■ AIM OF THE EXERCISE
Set down all of the entries precisely as they were written.

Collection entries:

*** Block opens ***

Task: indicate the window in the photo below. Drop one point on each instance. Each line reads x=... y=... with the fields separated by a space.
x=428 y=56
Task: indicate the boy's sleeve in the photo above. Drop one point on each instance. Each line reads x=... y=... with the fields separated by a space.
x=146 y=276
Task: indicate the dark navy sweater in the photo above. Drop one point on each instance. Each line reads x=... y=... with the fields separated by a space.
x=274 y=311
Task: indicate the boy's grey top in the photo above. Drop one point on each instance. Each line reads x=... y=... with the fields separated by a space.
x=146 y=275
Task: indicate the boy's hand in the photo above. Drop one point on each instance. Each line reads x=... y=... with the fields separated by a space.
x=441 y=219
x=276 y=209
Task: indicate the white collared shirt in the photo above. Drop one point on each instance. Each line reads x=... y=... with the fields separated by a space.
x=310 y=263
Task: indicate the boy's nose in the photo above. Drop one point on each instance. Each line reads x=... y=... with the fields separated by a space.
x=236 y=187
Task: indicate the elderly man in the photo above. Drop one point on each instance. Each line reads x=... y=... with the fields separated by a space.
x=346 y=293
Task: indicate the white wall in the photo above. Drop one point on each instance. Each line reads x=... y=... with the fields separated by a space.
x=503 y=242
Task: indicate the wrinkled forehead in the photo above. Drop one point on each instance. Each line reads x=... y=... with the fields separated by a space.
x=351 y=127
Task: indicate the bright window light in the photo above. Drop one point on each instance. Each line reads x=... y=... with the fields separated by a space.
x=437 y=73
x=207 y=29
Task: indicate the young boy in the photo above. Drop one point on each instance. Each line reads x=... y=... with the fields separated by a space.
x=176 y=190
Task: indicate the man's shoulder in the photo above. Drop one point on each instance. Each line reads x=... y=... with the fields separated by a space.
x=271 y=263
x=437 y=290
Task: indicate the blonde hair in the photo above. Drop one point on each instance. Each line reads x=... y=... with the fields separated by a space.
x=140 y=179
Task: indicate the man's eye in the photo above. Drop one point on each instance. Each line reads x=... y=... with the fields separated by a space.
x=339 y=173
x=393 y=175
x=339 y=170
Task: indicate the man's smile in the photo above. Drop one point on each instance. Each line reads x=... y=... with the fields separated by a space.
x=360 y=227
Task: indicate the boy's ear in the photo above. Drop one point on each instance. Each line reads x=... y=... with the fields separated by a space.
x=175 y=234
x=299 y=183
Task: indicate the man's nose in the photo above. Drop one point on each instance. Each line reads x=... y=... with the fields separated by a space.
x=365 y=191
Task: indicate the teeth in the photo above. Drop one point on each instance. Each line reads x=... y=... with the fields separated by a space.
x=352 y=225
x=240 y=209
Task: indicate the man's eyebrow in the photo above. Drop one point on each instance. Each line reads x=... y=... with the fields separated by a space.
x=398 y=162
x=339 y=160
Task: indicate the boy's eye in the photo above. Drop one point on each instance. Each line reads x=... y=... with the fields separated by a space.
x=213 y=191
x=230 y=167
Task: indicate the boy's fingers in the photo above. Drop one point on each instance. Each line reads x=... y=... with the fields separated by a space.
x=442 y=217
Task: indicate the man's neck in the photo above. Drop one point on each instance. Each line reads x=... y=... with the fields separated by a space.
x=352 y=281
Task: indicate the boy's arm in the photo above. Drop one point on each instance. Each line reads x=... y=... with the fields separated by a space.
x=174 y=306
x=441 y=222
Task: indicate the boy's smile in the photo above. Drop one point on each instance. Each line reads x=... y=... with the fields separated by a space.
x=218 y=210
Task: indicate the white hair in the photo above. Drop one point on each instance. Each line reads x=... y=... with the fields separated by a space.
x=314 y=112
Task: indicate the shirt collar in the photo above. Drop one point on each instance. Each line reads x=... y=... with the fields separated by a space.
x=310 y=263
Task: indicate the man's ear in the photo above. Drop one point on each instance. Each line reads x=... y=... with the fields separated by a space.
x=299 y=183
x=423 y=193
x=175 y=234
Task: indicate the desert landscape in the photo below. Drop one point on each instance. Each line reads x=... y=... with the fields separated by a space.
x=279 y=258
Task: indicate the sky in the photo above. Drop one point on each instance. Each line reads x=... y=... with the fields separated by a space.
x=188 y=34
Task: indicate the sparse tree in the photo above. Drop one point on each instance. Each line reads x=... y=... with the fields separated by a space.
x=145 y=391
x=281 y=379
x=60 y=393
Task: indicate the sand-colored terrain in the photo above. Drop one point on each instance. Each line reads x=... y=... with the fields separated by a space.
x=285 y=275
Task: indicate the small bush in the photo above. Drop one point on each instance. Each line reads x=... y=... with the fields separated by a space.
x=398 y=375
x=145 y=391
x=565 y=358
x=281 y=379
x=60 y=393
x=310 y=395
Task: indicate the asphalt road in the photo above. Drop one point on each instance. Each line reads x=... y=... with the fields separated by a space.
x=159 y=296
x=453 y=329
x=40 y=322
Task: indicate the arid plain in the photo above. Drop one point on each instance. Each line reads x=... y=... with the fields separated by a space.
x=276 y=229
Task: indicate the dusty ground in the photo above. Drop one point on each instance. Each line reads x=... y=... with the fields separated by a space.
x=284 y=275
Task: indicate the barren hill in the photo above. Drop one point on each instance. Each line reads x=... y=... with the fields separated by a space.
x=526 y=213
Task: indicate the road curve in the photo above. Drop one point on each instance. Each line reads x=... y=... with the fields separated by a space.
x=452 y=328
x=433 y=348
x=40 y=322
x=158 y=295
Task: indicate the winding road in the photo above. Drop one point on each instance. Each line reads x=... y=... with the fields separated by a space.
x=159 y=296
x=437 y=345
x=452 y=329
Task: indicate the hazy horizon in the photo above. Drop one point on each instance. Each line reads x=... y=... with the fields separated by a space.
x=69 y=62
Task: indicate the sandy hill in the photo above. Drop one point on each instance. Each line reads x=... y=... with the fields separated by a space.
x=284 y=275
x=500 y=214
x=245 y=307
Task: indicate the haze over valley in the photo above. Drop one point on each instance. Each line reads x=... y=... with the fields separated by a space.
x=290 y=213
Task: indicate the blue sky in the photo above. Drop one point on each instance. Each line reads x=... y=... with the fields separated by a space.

*** Block closes ***

■ RESULT OF THE EXERCISE
Task: indicate the window in the photo below. Drop one point on each instance. Each line reads x=... y=... with the fields separated by a space.
x=428 y=56
Task: indicate the boy's sleeve in the photo above. Drop one point on each instance. Each line reads x=... y=... with the fields separated by a space.
x=146 y=276
Task: indicate the dark navy sweater in the photo above. Drop one point on each instance. Each line reads x=... y=... with the fields separated by a space.
x=274 y=311
Task: indicate the boy's grey top in the photo above. Drop one point on each instance. Each line reads x=... y=... with the fields separated by a space.
x=146 y=275
Task: indicate the boy's hand in the photo above. Drop one point on each instance. Each line reads x=... y=... with the fields separated by a space.
x=441 y=219
x=276 y=209
Task: indicate the white collared shirt in the photo above. Drop one point on each instance. Each line reads x=... y=... with the fields separated by a space.
x=310 y=263
Task: indicate the boy's nose in the photo above. Drop one point on each instance. Each line reads x=... y=... with the fields separated by a space.
x=236 y=187
Task: indicate the elderly man in the photo above. Drop one point on each instance. Each line reads x=... y=... with the fields separated by a space.
x=346 y=293
Task: indicate the white wall in the photo above. Drop one point on each instance. Each line reads x=... y=... with the fields separated by a space.
x=503 y=242
Task: indicate the wrinkled forehead in the photo above. Drop one point on each instance. Each line reads x=... y=... with the fields separated by a space.
x=351 y=127
Task: indicate the bright window light in the photo above. Drop one point on each instance. Each line reads x=... y=... with the fields separated by a space.
x=437 y=73
x=207 y=29
Task: indicate the young boy in the photo above. Drop one point on each instance. Each line reads x=... y=... with the fields separated by a space.
x=176 y=190
Task: indicate the man's shoulder in the photo above. Drop one point on each instance. Each line reads x=... y=... with the fields separated by a space.
x=271 y=263
x=437 y=290
Task: indicate the blonde hair in the photo above. Drop one point on each instance. Each line reads x=... y=... with the fields separated by a space.
x=140 y=179
Task: indicate the man's eye in the photo above. Drop one point on each instance. Each line reads x=... y=... with the fields separated by a space.
x=339 y=173
x=393 y=175
x=339 y=170
Task: indicate the man's smile in the photo above. Drop one point on each instance. Each line reads x=... y=... with the fields separated by a space.
x=360 y=227
Task: indicate the boy's ear in the photo above. Drop one point on each instance. Each line reads x=... y=... with the fields separated by a space.
x=175 y=234
x=299 y=183
Task: indicate the man's nose in the photo above. Drop one point on each instance. Each line reads x=... y=... with the fields separated by a space.
x=365 y=191
Task: indicate the teeth in the photo above. Drop one point on each instance. Each line reads x=... y=... with the fields separated by a space.
x=352 y=225
x=240 y=209
Task: indicate the man's eyebrow in the photo above. Drop one point on each instance. Each line reads x=... y=... with the fields separated by a space.
x=398 y=162
x=339 y=160
Task: indicate the boy's eye in the photo above. Drop one point on each instance. Each line reads x=... y=... with the fields separated by a space.
x=213 y=191
x=230 y=167
Task: indicate the boy's fingers in the photo above. Drop one point on each instance. Each line reads x=... y=... with the fields separated by a space.
x=442 y=217
Task: indicate the man's neck in the photo above. Drop one point on each instance. Each line reads x=... y=... with the fields separated by a space.
x=352 y=281
Task: indicate the boy's arm in the photo above. Drop one point on each instance. Each line reads x=... y=... with the fields separated by a space.
x=174 y=306
x=441 y=222
Task: indicate the boy's smile in the photo above. Drop one point on each instance. Each line reads x=... y=... with the fields separated by a space.
x=218 y=210
Task: indicate the white hair in the photo above. Drop one point on each instance. Each line reads x=... y=... with the fields separated by a space.
x=314 y=112
Task: indicate the shirt collar in the photo above. Drop one point on each instance. Each line reads x=... y=... with the fields separated by a space.
x=310 y=263
Task: indicate the man's ear in the photo above. Drop one point on each instance. Each line reads x=... y=... with the fields separated by a space.
x=299 y=183
x=423 y=193
x=175 y=234
Task: indicate the desert landscape in the photo below. Drop one point on each instance. Each line reads x=... y=... with the fields separated by a space.
x=279 y=258
Task: indicate the sky in the photo above. Drop one point on each instance. Each line reads x=... y=... with the fields separated by a space.
x=188 y=34
Task: indicate the sparse tree in the photo above. Drop one point on each instance. Each line reads x=... y=... with the fields separated by a space.
x=145 y=391
x=281 y=379
x=60 y=393
Task: indicate the sand-colored terrain in the photo above. Drop one point on each instance. Each line reads x=... y=... with the fields separated by a space.
x=285 y=275
Task: indicate the small bush in the photo above. Drop one point on each instance. Each line reads x=... y=... with the fields separated by a space.
x=398 y=375
x=145 y=391
x=565 y=358
x=281 y=379
x=60 y=393
x=310 y=395
Task: indicate the asphalt road in the photo above. Drop one point on each instance. Each line reads x=... y=... with the fields separated by a space.
x=159 y=296
x=453 y=329
x=40 y=322
Task: indicate the arid plain in the photo above. Drop one point on each instance. Each line reads x=... y=... with the fields separated by a space.
x=276 y=229
Task: indicate the dusty ground in the photo above. Drop one point on each instance. Each line reads x=... y=... with the fields separated by a space.
x=284 y=275
Task: indicate the barren hill in the photo above. Drop one point on each instance. Each line reads x=... y=... with the fields separated by a space.
x=526 y=213
Task: indicate the road curve in the photo above. Drop one point on each instance. Each line reads x=... y=... with the fields separated by a space.
x=452 y=328
x=433 y=348
x=40 y=322
x=158 y=295
Task: indicate the winding road in the photo above. Drop one point on each instance. Each line reads x=... y=... with the fields separated by a space.
x=159 y=296
x=437 y=345
x=452 y=329
Task: indicate the hazy horizon in the photo above. Drop one point on each instance. Each line reads x=... y=... with the fields separated by a space.
x=69 y=62
Task: indicate the sandy hill in the photo above. Drop one point on each instance. Each line reads x=... y=... with the fields separated by a space.
x=284 y=275
x=500 y=214
x=245 y=307
Task: indicate the haze over valley in the photo above. Drop one point on each instance. Each line reads x=... y=... with the fields separated by a space.
x=290 y=213
Task: indicate the blue sky in the photo above. Drop one point on each instance. Each line reads x=... y=... with the fields separated by a space.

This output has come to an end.